> _EXERCISE GOAL_
Give every entry again, unchanged, and leave its images out.

> _Location identification items_

▼

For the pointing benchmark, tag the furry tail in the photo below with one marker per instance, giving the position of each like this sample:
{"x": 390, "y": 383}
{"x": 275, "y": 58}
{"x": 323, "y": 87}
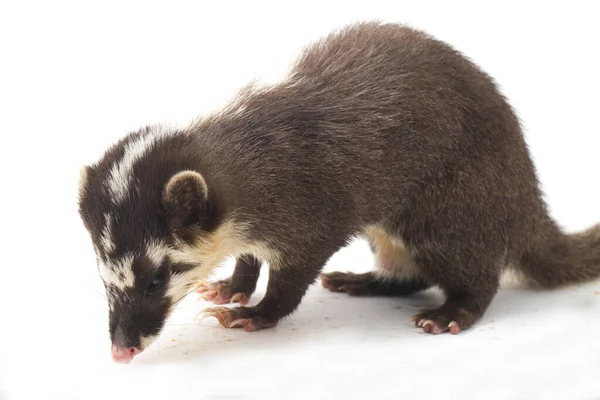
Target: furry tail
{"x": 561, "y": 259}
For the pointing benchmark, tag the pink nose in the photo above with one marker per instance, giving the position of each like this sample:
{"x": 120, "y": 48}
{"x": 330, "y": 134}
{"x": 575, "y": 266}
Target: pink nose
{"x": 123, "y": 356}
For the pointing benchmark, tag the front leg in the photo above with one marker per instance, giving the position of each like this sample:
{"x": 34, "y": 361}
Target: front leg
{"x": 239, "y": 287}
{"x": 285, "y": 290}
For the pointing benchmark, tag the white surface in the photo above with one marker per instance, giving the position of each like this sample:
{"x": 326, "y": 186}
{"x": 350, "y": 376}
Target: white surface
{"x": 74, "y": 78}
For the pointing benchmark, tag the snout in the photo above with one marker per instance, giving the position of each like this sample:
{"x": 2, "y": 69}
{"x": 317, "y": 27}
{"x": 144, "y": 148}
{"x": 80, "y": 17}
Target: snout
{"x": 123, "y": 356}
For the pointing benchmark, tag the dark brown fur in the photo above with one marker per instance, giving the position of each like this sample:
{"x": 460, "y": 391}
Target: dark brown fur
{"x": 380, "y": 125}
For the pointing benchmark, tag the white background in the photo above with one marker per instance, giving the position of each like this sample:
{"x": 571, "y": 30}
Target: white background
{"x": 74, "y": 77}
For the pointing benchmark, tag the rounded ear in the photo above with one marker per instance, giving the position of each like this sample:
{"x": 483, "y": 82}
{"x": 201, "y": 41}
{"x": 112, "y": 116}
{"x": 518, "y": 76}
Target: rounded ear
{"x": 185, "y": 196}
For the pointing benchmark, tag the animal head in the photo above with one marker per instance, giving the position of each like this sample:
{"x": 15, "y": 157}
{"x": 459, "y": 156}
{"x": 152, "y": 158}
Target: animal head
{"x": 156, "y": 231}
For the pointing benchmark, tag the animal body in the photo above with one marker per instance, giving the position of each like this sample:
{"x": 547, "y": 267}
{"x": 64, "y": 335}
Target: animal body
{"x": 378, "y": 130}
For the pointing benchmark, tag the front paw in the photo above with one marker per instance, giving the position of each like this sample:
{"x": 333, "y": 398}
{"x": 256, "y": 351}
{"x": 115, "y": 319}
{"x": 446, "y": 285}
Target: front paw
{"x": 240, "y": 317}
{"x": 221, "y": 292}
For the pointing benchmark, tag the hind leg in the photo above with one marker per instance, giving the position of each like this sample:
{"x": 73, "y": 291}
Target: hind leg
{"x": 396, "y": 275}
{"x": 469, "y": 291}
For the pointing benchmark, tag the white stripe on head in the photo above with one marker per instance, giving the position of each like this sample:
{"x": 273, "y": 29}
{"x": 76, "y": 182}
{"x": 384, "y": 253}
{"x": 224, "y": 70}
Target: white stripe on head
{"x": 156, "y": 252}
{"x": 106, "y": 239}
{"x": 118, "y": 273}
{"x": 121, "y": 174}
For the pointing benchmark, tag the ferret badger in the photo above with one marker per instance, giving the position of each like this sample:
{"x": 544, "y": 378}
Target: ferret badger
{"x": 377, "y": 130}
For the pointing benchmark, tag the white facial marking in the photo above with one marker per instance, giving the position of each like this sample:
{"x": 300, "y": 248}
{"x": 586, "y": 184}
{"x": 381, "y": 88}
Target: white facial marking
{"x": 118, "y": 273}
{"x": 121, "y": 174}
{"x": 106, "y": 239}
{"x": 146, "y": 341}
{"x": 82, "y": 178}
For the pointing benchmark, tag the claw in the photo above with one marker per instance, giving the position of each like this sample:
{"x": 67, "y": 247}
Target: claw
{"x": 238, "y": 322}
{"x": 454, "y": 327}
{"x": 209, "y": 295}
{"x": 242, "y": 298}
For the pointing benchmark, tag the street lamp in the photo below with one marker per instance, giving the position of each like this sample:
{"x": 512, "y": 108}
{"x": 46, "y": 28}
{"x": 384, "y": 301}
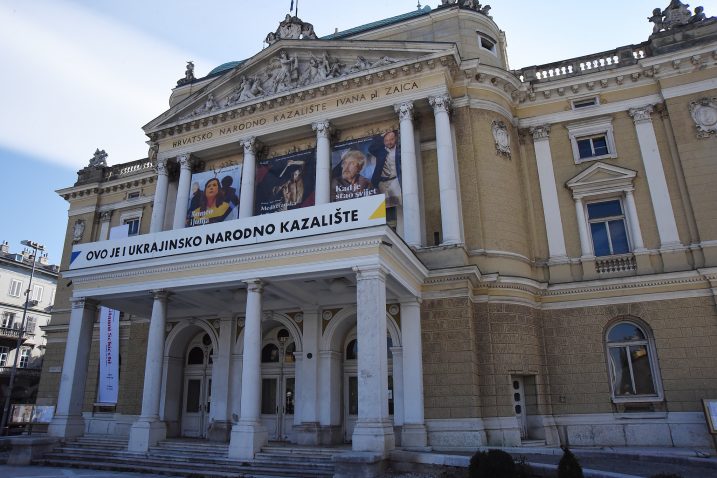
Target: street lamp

▲

> _OUTPUT FOR THIS TASK_
For the pointing benchmark, tag the furry tail in the photo below with one marker per instance, giving the position of each like this sample:
{"x": 390, "y": 383}
{"x": 275, "y": 58}
{"x": 323, "y": 87}
Target: furry tail
{"x": 561, "y": 259}
For the pointing benchmark, tag the pink nose in the photo above with one marker per instance, giving the position of each like this sample:
{"x": 120, "y": 48}
{"x": 330, "y": 134}
{"x": 575, "y": 266}
Target: pink nose
{"x": 123, "y": 356}
For the pointing benchmark, tag the front leg in the photo above with one marker per instance, giving the position of each like this sample:
{"x": 34, "y": 361}
Target: front leg
{"x": 239, "y": 287}
{"x": 285, "y": 290}
For the pointing benchmark, tag the white surface in the photo above with one marker per instance, giving the position of each like this sample:
{"x": 326, "y": 186}
{"x": 350, "y": 376}
Target: white surface
{"x": 74, "y": 78}
For the pointing benchmark, tag the snout in the photo above with one marker per instance, giving the position of each like this sample:
{"x": 2, "y": 69}
{"x": 317, "y": 27}
{"x": 144, "y": 148}
{"x": 80, "y": 17}
Target: snout
{"x": 123, "y": 356}
For the pointing benchmark, tag the dark brown fur in the photo above with one marker per instance, giving the position of each like this sample:
{"x": 460, "y": 391}
Target: dark brown fur
{"x": 380, "y": 125}
For the pointing benchmark, tag the white background in the photo above with one marker per instance, giving the position of each like this sample:
{"x": 571, "y": 30}
Target: white background
{"x": 74, "y": 77}
For the pointing benchmark, tag the rounded ear in the photo above with one marker per instance, giving the position of each like this sample:
{"x": 483, "y": 82}
{"x": 201, "y": 41}
{"x": 112, "y": 116}
{"x": 518, "y": 76}
Target: rounded ear
{"x": 185, "y": 196}
For the pointing benchmark, tag the animal head in the photo above with one marker per instance, giving the position of each like this sample:
{"x": 15, "y": 157}
{"x": 459, "y": 156}
{"x": 152, "y": 158}
Target: animal head
{"x": 156, "y": 231}
For the pointing benchmark, tag the animal body in the photo above with one marker per instance, giving the position of each like this sample:
{"x": 547, "y": 267}
{"x": 64, "y": 335}
Target: animal body
{"x": 378, "y": 130}
For the pointing benchmark, tag the front paw in the photo above with one marker per instance, giving the position of each like this sample:
{"x": 333, "y": 398}
{"x": 256, "y": 351}
{"x": 115, "y": 319}
{"x": 446, "y": 285}
Target: front paw
{"x": 240, "y": 317}
{"x": 221, "y": 292}
For the pointing benchmark, tag the hind leg in the photo above with one marker per instance, giving the position of each like this sample:
{"x": 73, "y": 291}
Target: hind leg
{"x": 396, "y": 275}
{"x": 469, "y": 291}
For the pointing benchmark, tag the white stripe on head in the photo above with one marker per instance, giving the position of each like this sample:
{"x": 273, "y": 29}
{"x": 76, "y": 182}
{"x": 384, "y": 253}
{"x": 224, "y": 70}
Target: white stripe on head
{"x": 156, "y": 252}
{"x": 106, "y": 239}
{"x": 118, "y": 273}
{"x": 121, "y": 174}
For the pointing benchmark, tag the ferret badger in the photo above with one marker per instance, giving the position of each like this sample:
{"x": 544, "y": 378}
Target: ferret badger
{"x": 377, "y": 130}
For the pointing benchmark, tag the white facial marking in the photo above with one marker per instance, giving the position of each like this sample:
{"x": 300, "y": 248}
{"x": 586, "y": 184}
{"x": 381, "y": 88}
Target: white facial marking
{"x": 118, "y": 273}
{"x": 121, "y": 174}
{"x": 106, "y": 239}
{"x": 146, "y": 341}
{"x": 82, "y": 178}
For the pointing benchmark, tag the claw in the photo above with one marker per instance, giving the position of each like this sample:
{"x": 67, "y": 247}
Target: claw
{"x": 238, "y": 322}
{"x": 454, "y": 327}
{"x": 209, "y": 295}
{"x": 242, "y": 298}
For the pointing benchmark, tag the street lamp in the photo below with one marker per instance, giving the position of each like this sample:
{"x": 512, "y": 108}
{"x": 46, "y": 28}
{"x": 384, "y": 301}
Target: street lamp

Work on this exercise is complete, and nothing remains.